* [EXERCISE OBJECTIVE]: Swap "green basil leaf" for "fresh basil leaf" in the records below and write them out again with nothing else changed. Leave the pictures out of your answer.

Records from a point labeling set
▽
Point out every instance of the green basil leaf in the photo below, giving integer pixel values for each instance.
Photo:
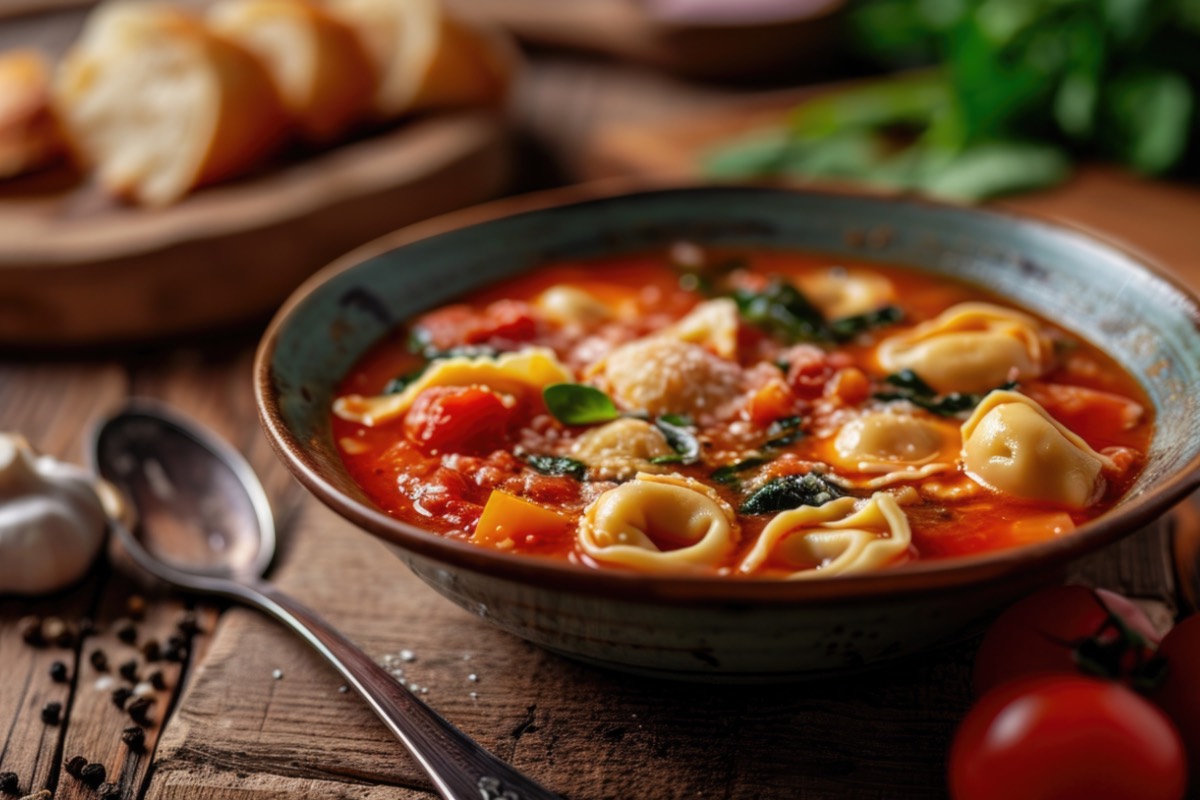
(579, 404)
(558, 465)
(791, 492)
(678, 433)
(847, 328)
(729, 474)
(783, 311)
△
* [FULL RESPONSE]:
Point out every instance of the fresh basil leaf in the photo below, giving integer pixel values for each instance.
Photo:
(579, 404)
(558, 465)
(791, 492)
(678, 433)
(847, 328)
(729, 474)
(783, 311)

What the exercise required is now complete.